▶ Page excerpt
- - - - - - -

# Tracking 100M background jobs with Trifle::Stats

## Content
# Tracking 100M background jobs with `Trifle::Stats`

There is this funny phase in every background processing system where everything looks fine because nothing is screaming. Sidekiq is processing. Queues are moving. Errors are not exploding. CPU is not on fire. So naturally you assume it works.

And then you ask a simple question.

How many jobs did we actually run today?

Or more importantly, how many of them did what they were supposed to do?

That is where things get interesting. Sidekiq gives you queue stats. Error tracking gives you exceptions. Logs give you details if you already know what you are looking for. But none of these gives you a clean answer to "is this business process healthy?"

At DropBot we needed that answer for Commodity calculations.

## The calculation pipeline

One of the busiest jobs in DropBot is `Commodity::ProductTargets::CalculateJob`. It calculates product target pricing. It looks at source data, product details, offers, classifications, reseller configuration and then decides what the target should look like.

This is the kind of workload where we track around 90M calculation jobs moving through Sidekiq. Over time we also had product refreshing running at a large scale through `Commodity::Products::Details::RefreshJob` and `Commodity::Products::Classifications::RefreshJob`. That was another ~15M jobs/day for source refreshes.

- - - - - - -

▶ Entries
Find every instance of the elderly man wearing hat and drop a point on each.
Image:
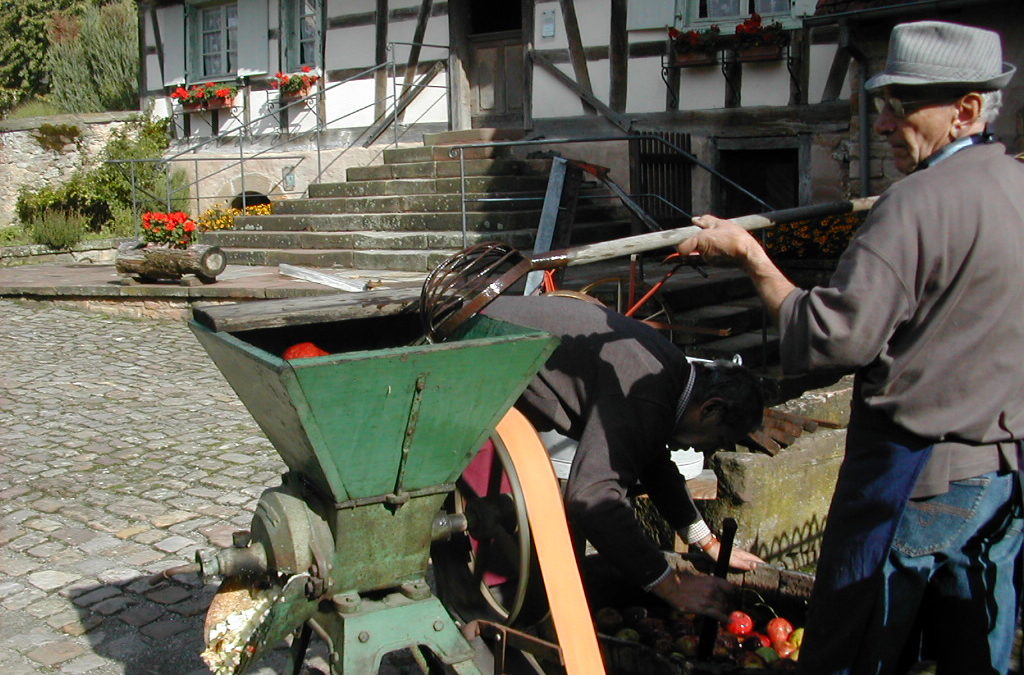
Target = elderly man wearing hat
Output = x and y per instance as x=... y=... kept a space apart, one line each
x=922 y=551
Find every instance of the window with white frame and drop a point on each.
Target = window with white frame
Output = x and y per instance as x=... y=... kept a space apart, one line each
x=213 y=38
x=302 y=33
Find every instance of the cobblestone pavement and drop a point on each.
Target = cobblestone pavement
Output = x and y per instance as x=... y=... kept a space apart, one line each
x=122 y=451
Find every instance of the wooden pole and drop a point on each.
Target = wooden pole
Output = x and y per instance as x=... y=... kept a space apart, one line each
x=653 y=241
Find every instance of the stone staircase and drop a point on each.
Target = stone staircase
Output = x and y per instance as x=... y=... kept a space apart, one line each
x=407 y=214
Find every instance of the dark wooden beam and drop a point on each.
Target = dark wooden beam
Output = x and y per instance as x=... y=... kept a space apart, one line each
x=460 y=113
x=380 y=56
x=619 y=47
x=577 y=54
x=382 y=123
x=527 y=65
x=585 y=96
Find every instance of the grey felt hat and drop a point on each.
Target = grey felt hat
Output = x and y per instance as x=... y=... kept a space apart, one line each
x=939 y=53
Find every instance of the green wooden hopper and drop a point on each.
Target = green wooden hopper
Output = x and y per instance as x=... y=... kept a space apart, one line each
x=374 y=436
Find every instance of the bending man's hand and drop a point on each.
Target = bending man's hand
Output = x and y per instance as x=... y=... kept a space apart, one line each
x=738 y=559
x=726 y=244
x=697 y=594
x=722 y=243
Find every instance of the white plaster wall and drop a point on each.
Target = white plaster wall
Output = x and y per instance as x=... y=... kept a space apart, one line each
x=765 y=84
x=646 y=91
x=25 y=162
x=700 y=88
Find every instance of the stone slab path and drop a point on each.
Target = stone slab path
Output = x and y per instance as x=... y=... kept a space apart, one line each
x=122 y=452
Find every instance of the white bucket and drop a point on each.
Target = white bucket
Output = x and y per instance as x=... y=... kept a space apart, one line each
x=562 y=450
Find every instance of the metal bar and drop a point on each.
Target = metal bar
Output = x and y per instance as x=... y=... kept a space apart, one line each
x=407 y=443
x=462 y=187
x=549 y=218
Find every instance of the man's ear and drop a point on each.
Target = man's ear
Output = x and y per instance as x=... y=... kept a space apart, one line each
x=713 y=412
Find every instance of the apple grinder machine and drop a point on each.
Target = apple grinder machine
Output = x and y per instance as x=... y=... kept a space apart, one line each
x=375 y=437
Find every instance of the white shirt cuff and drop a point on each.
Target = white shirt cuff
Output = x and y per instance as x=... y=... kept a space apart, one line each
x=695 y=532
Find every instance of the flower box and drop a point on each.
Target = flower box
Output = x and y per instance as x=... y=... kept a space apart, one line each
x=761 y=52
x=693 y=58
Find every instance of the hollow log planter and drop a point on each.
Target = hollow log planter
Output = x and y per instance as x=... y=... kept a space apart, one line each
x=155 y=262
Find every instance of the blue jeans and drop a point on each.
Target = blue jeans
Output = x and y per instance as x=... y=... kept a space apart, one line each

- - - - - - -

▶ Aim
Print the passage from the article on tracking background jobs that starts with "One of the busiest" and goes on through "for source refreshes.", keeping its wording unchanged.

▶ Result of this exercise
One of the busiest jobs in DropBot is `Commodity::ProductTargets::CalculateJob`. It calculates product target pricing. It looks at source data, product details, offers, classifications, reseller configuration and then decides what the target should look like.

This is the kind of workload where we track around 90M calculation jobs moving through Sidekiq. Over time we also had product refreshing running at a large scale through `Commodity::Products::Details::RefreshJob` and `Commodity::Products::Classifications::RefreshJob`. That was another ~15M jobs/day for source refreshes.